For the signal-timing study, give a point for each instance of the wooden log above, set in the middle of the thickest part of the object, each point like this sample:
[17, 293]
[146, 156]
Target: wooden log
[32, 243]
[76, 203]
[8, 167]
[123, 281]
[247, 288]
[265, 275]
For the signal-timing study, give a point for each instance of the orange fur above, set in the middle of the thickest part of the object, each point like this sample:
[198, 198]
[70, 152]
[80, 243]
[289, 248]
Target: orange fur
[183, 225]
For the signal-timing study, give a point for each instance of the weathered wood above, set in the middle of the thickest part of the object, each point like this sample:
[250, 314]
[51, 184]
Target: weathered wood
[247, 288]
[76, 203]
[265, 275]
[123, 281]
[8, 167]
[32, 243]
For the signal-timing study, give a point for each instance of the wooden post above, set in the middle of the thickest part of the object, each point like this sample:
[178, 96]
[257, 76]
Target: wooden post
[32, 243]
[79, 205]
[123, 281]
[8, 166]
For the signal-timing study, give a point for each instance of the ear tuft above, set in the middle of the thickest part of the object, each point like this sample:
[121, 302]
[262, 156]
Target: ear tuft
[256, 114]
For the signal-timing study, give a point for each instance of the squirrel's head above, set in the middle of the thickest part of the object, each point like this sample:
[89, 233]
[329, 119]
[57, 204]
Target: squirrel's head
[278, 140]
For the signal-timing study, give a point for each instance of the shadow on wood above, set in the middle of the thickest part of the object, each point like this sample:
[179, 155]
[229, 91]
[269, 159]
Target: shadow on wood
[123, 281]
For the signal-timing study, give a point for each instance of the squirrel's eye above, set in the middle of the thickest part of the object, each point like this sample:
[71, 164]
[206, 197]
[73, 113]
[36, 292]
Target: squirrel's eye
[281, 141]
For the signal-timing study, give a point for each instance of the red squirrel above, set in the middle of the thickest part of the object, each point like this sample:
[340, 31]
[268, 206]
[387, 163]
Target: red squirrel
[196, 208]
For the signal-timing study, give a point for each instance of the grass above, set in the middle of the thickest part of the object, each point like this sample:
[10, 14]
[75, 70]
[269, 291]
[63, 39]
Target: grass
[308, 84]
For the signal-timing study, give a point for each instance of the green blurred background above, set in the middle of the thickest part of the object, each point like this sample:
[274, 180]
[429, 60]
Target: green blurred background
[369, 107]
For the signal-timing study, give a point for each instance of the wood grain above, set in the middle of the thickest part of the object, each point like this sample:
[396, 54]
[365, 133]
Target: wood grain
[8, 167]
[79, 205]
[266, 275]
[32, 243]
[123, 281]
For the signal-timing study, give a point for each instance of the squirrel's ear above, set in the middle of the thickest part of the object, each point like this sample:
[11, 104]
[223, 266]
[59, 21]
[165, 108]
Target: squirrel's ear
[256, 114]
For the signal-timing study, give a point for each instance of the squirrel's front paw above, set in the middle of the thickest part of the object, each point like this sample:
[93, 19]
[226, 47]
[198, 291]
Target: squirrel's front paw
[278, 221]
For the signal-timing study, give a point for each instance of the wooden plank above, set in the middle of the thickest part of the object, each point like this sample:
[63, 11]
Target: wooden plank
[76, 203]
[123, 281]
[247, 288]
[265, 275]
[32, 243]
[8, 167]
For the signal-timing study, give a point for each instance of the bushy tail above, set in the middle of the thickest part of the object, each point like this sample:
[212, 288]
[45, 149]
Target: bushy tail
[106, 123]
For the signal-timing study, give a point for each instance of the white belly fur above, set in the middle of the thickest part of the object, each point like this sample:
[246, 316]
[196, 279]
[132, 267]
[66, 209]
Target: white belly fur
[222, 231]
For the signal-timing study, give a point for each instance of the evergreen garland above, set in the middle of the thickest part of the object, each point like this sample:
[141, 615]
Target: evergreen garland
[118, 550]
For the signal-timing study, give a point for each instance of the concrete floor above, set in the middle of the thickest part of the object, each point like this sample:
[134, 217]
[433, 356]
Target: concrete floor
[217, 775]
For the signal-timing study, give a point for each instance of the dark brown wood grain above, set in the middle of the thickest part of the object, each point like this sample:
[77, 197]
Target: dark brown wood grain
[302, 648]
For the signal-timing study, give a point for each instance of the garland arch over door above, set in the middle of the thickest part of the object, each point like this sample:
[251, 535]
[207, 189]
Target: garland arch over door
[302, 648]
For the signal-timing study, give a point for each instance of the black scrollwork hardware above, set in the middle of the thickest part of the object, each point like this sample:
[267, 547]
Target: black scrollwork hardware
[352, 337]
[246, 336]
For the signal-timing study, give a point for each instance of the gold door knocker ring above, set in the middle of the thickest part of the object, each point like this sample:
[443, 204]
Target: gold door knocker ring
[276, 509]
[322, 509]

» **Directions**
Without leaving anything out, repeat every entry shown above.

» **Solution**
For the signal-timing study, give a point for each instance of the wooden log above, set in the middle of the thickest part of the object, each point like this sample:
[17, 293]
[146, 156]
Target: wooden log
[32, 243]
[76, 203]
[8, 167]
[123, 281]
[247, 288]
[265, 275]
For the signal-timing study, give a point for each instance of the orange fur above, set in the middle of the thickest part of the object, each point like this sample:
[198, 198]
[70, 152]
[80, 243]
[289, 248]
Target: orange fur
[183, 225]
For the signal-timing study, give a point for each instance of the weathered wood above, set in the middle of the thickest part of the object, each point like this sample:
[250, 314]
[51, 184]
Target: weathered wood
[247, 288]
[76, 203]
[265, 275]
[123, 281]
[8, 167]
[32, 243]
For the signal-timing study, give a point for each instance of the wooden post above, set in the middle of the thickest part of the object, each point like this sample:
[178, 96]
[257, 76]
Target: wooden post
[32, 243]
[79, 205]
[123, 281]
[8, 166]
For the signal-timing study, give a point for each instance of the ear tuft above, set in the middle of the thickest part of the object, each point like this sample:
[121, 302]
[262, 156]
Target: ear tuft
[256, 114]
For the signal-timing study, give a point for each instance of the squirrel's head above, set in the middle of the thickest part of the object, each point like this sample:
[89, 233]
[329, 119]
[57, 204]
Target: squirrel's head
[278, 140]
For the signal-timing study, give a point for each instance of the shadow on wood above, set in the middle of the thickest part of the object, each point like this sample:
[179, 155]
[229, 91]
[269, 159]
Target: shadow on wood
[123, 281]
For the signal-timing study, give a point for each instance of the squirrel's eye above, set in the middle of the thickest part of the object, each point like this sample:
[71, 164]
[206, 197]
[73, 113]
[36, 292]
Target: squirrel's eye
[281, 141]
For the signal-timing study, give a point for each instance of the red squirrel above, set in the middle of the thickest part of the object, each point like this sample:
[340, 31]
[268, 206]
[387, 163]
Target: red squirrel
[196, 208]
For the signal-timing study, give a point for each instance of the grass above, set in the middle of the thickest part of the object, each point like this sample:
[10, 14]
[75, 70]
[269, 291]
[63, 39]
Target: grass
[308, 84]
For the signal-timing study, give a point for each instance of the green blurred background above, set in the middle of the thickest part of the object, each point like this sample:
[274, 180]
[429, 60]
Target: green blurred background
[369, 107]
For the signal-timing study, give a point for each instance of the wood grain above, set in the middle of the thickest part of the object, each point like this sample:
[396, 54]
[365, 133]
Target: wood grain
[8, 167]
[79, 205]
[266, 275]
[32, 243]
[123, 281]
For the signal-timing study, give a point for each instance of the squirrel's ear above, set in the middle of the thickest part of the object, each point like this sample:
[11, 104]
[223, 266]
[59, 21]
[165, 108]
Target: squirrel's ear
[256, 114]
For the signal-timing study, give a point for each instance of the squirrel's front paw above, set in the middle of the thickest part of the object, each point like this sample:
[93, 19]
[226, 47]
[198, 291]
Target: squirrel's front paw
[278, 221]
For the signal-timing study, give a point for each instance of the wooden plank above, set in the middle of the thickest part of the object, each point like this sample:
[63, 11]
Target: wooden plank
[76, 203]
[123, 281]
[247, 288]
[265, 275]
[32, 243]
[8, 167]
For the signal-timing study, give a point for each instance of the bushy tail above, set in the middle of the thickest part of the object, each point like this sample:
[212, 288]
[45, 149]
Target: bushy tail
[106, 123]
For the signal-timing study, give a point for each instance of the white belly fur above, set in the middle of the thickest part of the object, each point like this sample:
[246, 316]
[196, 279]
[132, 267]
[66, 209]
Target: white belly fur
[222, 231]
For the signal-timing study, give a point for each instance of the evergreen garland above, set in the middle of the thickest part of the object, each point like this sample:
[141, 615]
Target: evergreen garland
[118, 550]
For the signal-timing study, give a point for each instance of the concrete floor above, set in the middle of the thickest part of the object, each point like this sample:
[134, 217]
[433, 356]
Target: concrete floor
[217, 775]
For the signal-timing study, give a point for each instance of the dark brown wood grain above, set in the middle of the thickest part of the object, each point like this sample:
[77, 197]
Target: dark brown wood grain
[302, 648]
For the signal-timing study, give a point for each instance of the garland arch over door above, set in the middle of the thickest part of the object, each point like this sample:
[251, 535]
[207, 189]
Target: garland arch over door
[302, 648]
For the signal-timing study, give a point for each instance of the black scrollwork hardware above, set in the middle of the thickest part of the object, each point like this sample:
[267, 547]
Target: black scrollwork hardware
[352, 337]
[246, 336]
For the signal-timing study, give a point for each instance of the gold door knocker ring above, set in the middle of the thickest part of the object, each point like this sample:
[443, 204]
Target: gold door knocker ring
[276, 509]
[322, 509]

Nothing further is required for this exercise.